## BEGIN TEXT SHOWN

They are among the first names that come to mind when you need to buy a phone with a budget of about Rs 30,000. Both come from sub-brands of two of the biggest brand names in the Indian market and are trying to carve a niche for themselves. And both are so incredibly similar that choosing between them can be a bit of a headache. So, should you be going for the POCO F4 5G from Xiaomi or the iQOO Neo 6 5G from Vivo? We are going to try to work that out for you. (Note: we will be referring to the phones as the POCO F4 and the iQOO Neo 6, for the sake of simplicity)
Design and appearance
Yes, we know the old adage about beauty being skin deep and never judging a book by its cover but these phones are so similar in so many regards that design is going to play a big role in deciding between them. And in this department, the POCO F4 and the iQOO Neo 6 are like chalk and cheese, although both share similar, tall fronts dominated by displays with narrow bezels and a punch hole notch in the central top portion of their displays. There the similarity ends.
The POCO F4 has flat sides and a flat back in keeping with modern design trends, whereas the iQOO Neo 6 has curved sides and a back that curves towards the sides. Both phones also have very different camera units, with the POCO F4 having its cameras arranged in a vertical rectangle, whereas the iQOO Neo 6 has them in a more square-shaped area. The POCO F4, however, has a glass back while the iQOO Neo 6 has a plastic one, although that is not immediately evident. The finishes on both backs are also very different, with the POCO F4 having a subtle shine similar to the one on the Xiaomi 11i series, while the iQOO Neo 6 comes with colours that shift depending on the light (gradient finishes). The iQOO Neo 6 packs in an in-display fingerprint scanner (which has an aesthetic appeal to some), while the POCO F4 has it parked on the side on the power/display button.

## END TEXT SHOWN
## BEGIN DATASET

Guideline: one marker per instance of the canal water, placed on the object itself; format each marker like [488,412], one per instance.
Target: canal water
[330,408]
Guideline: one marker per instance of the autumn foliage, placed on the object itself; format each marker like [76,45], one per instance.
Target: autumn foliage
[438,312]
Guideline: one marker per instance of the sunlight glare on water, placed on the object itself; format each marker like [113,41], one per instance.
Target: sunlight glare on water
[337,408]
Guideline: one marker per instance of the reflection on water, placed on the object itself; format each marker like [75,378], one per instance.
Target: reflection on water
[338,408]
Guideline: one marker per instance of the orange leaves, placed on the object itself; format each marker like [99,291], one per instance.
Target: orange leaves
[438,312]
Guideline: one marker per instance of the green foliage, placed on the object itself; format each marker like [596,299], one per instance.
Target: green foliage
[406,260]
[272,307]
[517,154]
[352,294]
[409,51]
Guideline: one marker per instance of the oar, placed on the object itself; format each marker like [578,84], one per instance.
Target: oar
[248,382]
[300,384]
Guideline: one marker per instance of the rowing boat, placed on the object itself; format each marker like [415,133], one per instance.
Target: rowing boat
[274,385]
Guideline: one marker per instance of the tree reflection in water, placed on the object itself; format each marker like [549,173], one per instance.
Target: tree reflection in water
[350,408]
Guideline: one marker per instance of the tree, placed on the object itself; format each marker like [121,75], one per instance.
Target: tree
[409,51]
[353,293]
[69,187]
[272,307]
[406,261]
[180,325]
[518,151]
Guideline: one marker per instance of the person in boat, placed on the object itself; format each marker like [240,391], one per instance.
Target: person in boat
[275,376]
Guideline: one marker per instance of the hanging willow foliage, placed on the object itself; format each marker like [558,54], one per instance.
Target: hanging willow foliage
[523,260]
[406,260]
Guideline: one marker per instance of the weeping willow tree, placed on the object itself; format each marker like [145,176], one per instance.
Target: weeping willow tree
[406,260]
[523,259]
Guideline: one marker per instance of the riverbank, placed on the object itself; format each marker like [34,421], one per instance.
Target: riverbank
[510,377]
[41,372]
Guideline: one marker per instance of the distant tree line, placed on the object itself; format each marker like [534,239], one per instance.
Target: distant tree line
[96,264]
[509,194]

## END DATASET
## BEGIN DATASET

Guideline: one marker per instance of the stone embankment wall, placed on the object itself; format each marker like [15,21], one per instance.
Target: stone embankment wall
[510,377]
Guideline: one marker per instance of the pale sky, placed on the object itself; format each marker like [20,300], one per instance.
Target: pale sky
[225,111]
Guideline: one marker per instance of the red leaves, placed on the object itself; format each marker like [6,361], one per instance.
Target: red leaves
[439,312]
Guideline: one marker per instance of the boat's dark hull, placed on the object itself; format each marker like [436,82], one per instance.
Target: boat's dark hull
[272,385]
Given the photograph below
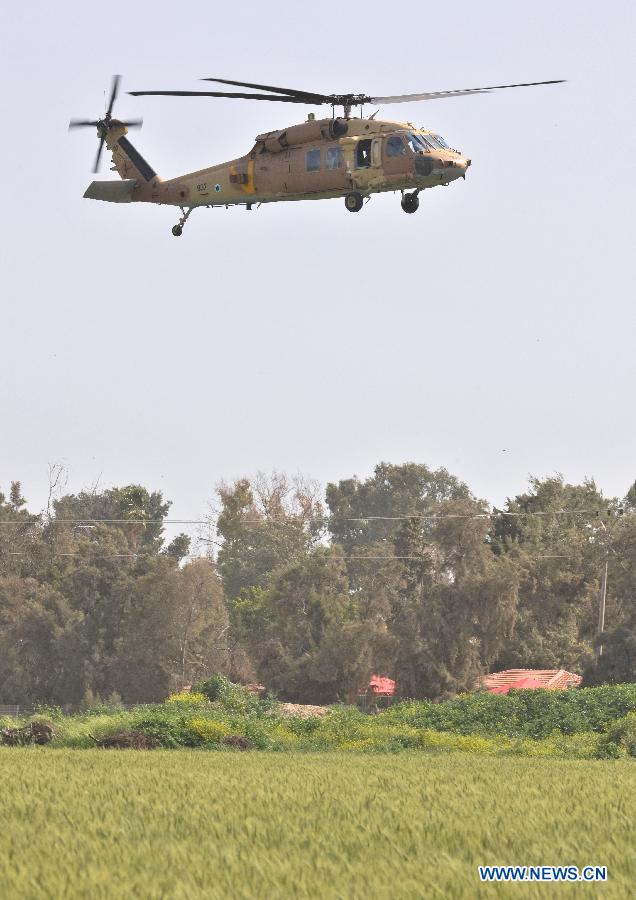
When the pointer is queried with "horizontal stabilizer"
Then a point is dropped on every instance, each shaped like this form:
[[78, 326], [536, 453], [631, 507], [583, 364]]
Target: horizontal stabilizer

## END DATASET

▶ REQUESTS:
A. In the phone comparison text, where is the POCO F4's fingerprint scanner located?
B. Translate this sentence from the phone comparison text into French: "The POCO F4, however, has a glass back while the iQOO Neo 6 has a plastic one, although that is not immediately evident."
C. Continue the comparison of the POCO F4 and the iQOO Neo 6 from where it stops.

▶ RESULTS FOR EACH TASK:
A. On the side, on the power/display button.

B. Le POCO F4, en revanche, possède un dos en verre tandis que l'iQOO Neo 6 en a un en plastique, même si cela ne saute pas immédiatement aux yeux.

C.
The POCO F4 is slightly taller at 163.2mm (as against 163mm of the iQOO Neo 6) but is slimmer than the iQOO Neo 6 – 7.7mm against 8.5mm – and is also less wide (75.9mm against 76.1mm). Interestingly though, the F4 is a little heavier in spite of being slimmer – 195 grammes against 190 grammes. Which one works better for you is totally a matter of individual taste – the F4 is more understated and modern, while the iQOO Neo 6 is more noticeable and classic. We are, however, going to vote for the POCO F4 because of the glass on the back and also the fact that it comes with IP53 splash resistance, of which the iQOO Neo 6 makes no mention.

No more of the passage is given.